WRITTEN EXERCISE A >> List every output format that the runtime observability page says the exporter turns run evidence into.
WRITTEN EXERCISE B >> From the runtime observability page, copy out the stretch from "Runtime observability" through "a Markdown report.".

DOCUMENT EXCERPT >>
----

Skip to content

Runtime observability

dpone observability metrics-export converts dpone run evidence into Prometheus text exposition, OpenTelemetry-compatible JSON, a machine-readable summary, and a Markdown report.

The exporter is intentionally local-first and dependency-light. It does not require a running collector, Prometheus server, or vendor SDK to produce artifacts. That keeps CI deterministic while still giving operators files they can ship to their observability stack.

Contents

Quickstart

Run a process and save JSON output:

uv run dpone run examples/postgres_to_mssql.yaml \
  --format json > .dpone/runs/orders/run_report.json

Export observability artifacts:

uv run dpone observability metrics-export \
  --run-report .dpone/runs/orders/run_report.json \
  --output-dir .dpone/observability/orders \
  --label env=local \
  --label pipeline=orders \
  --service-name dpone \
  --namespace dpone.local \
  --format json

Generated files:

File Purpose
prometheus_metrics.prom Prometheus text exposition for scraping or pushgateway upload.

----

SUPPLIED ENTRIES >>
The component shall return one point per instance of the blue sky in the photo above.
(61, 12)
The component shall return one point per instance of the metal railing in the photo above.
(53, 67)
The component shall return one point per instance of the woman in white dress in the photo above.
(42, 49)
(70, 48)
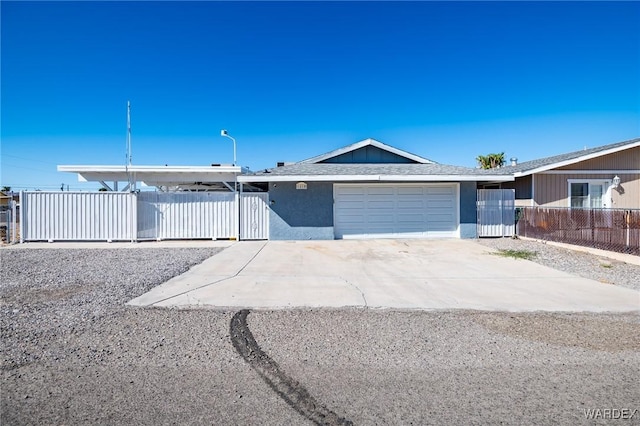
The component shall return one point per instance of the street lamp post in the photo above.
(226, 134)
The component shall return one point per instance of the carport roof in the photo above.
(372, 172)
(155, 175)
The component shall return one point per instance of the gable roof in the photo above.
(364, 143)
(340, 172)
(548, 163)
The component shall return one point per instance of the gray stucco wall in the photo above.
(301, 214)
(468, 214)
(297, 214)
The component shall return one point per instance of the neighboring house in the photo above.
(371, 190)
(602, 177)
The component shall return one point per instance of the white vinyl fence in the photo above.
(186, 215)
(254, 217)
(496, 212)
(118, 216)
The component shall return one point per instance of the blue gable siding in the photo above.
(367, 155)
(301, 214)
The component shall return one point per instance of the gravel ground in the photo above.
(73, 353)
(579, 263)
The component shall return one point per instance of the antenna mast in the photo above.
(127, 163)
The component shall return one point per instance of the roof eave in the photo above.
(374, 178)
(576, 160)
(363, 143)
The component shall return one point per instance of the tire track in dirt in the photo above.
(286, 387)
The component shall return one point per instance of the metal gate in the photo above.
(186, 215)
(254, 216)
(496, 212)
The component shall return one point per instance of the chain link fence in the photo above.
(607, 229)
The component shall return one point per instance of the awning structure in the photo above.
(165, 178)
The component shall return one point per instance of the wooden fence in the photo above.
(608, 229)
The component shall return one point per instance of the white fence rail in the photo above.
(254, 217)
(118, 216)
(50, 216)
(496, 212)
(186, 215)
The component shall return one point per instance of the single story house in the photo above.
(364, 190)
(371, 190)
(603, 177)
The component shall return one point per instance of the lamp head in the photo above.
(616, 181)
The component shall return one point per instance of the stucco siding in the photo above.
(629, 159)
(301, 214)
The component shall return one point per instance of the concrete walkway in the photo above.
(403, 274)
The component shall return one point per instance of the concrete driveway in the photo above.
(401, 274)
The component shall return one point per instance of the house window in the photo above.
(588, 194)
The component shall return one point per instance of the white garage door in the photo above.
(395, 211)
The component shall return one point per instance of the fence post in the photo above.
(627, 221)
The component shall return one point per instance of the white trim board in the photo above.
(591, 172)
(374, 178)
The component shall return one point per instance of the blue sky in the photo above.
(290, 80)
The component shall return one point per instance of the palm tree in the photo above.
(491, 161)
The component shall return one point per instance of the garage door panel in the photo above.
(380, 190)
(400, 211)
(381, 205)
(410, 190)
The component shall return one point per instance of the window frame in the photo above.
(606, 195)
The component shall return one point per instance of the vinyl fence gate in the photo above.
(496, 212)
(119, 216)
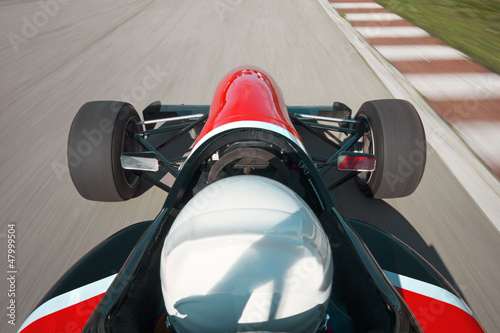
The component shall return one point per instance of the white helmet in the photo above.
(246, 254)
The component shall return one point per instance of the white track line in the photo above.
(459, 86)
(356, 5)
(476, 179)
(373, 17)
(391, 32)
(479, 132)
(419, 52)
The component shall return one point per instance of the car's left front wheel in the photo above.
(101, 131)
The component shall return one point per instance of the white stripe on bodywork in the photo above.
(373, 17)
(391, 32)
(426, 289)
(356, 5)
(68, 299)
(457, 86)
(419, 52)
(249, 124)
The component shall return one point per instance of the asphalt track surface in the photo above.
(176, 52)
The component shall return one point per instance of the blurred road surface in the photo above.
(56, 55)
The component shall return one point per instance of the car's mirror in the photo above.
(141, 161)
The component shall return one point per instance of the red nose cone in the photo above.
(248, 94)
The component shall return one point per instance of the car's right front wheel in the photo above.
(395, 135)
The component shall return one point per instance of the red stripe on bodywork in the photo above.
(435, 316)
(70, 319)
(247, 94)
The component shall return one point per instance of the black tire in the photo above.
(100, 132)
(395, 135)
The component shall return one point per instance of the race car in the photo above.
(249, 238)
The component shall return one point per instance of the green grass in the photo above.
(471, 26)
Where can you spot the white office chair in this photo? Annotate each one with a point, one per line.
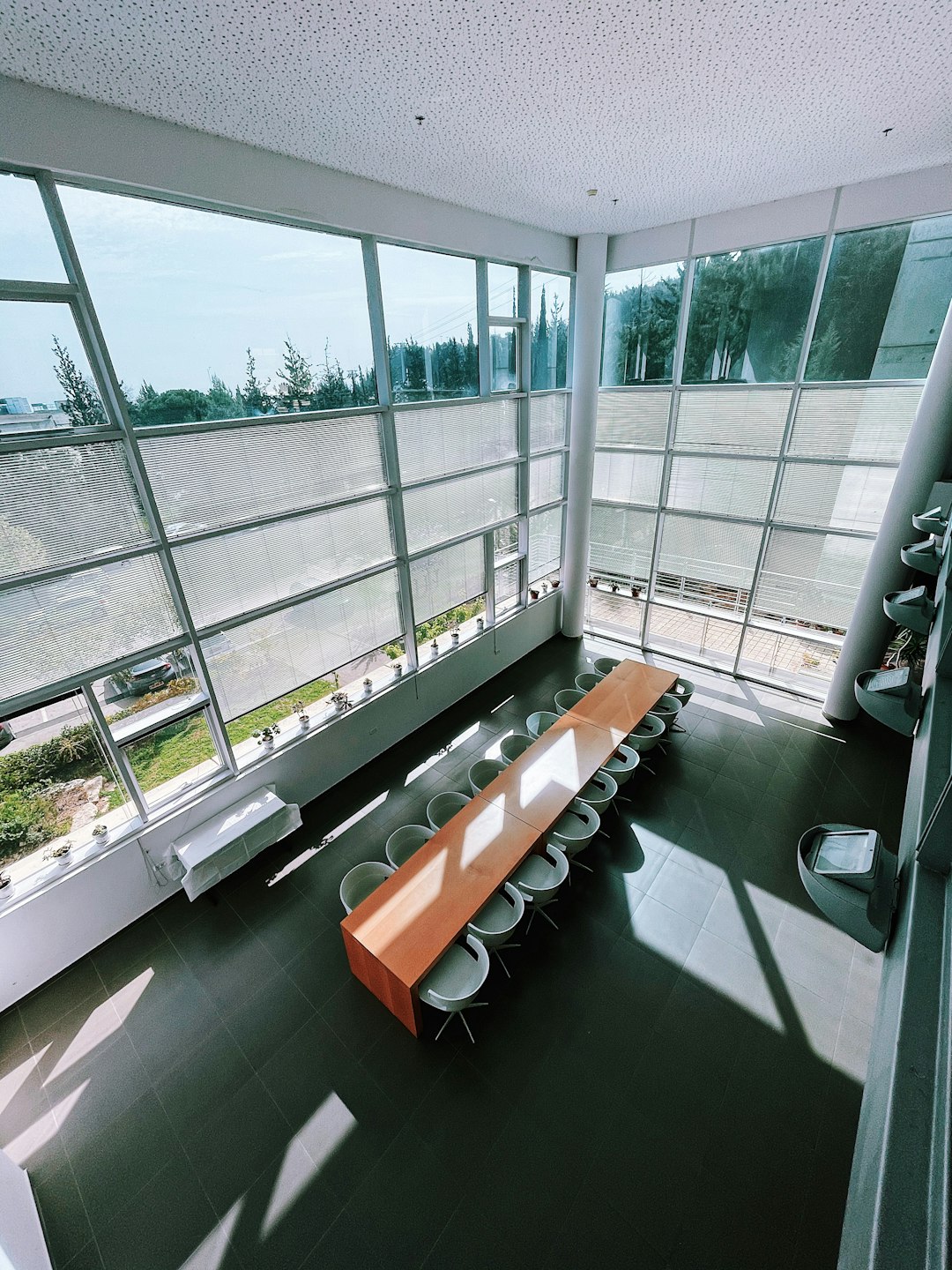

----

FULL ANSWER A >>
- Prometheus text exposition
- OpenTelemetry-compatible JSON
- A machine-readable summary
- A Markdown report

FULL ANSWER B >>
Runtime observability

dpone observability metrics-export converts dpone run evidence into Prometheus text exposition, OpenTelemetry-compatible JSON, a machine-readable summary, and a Markdown report.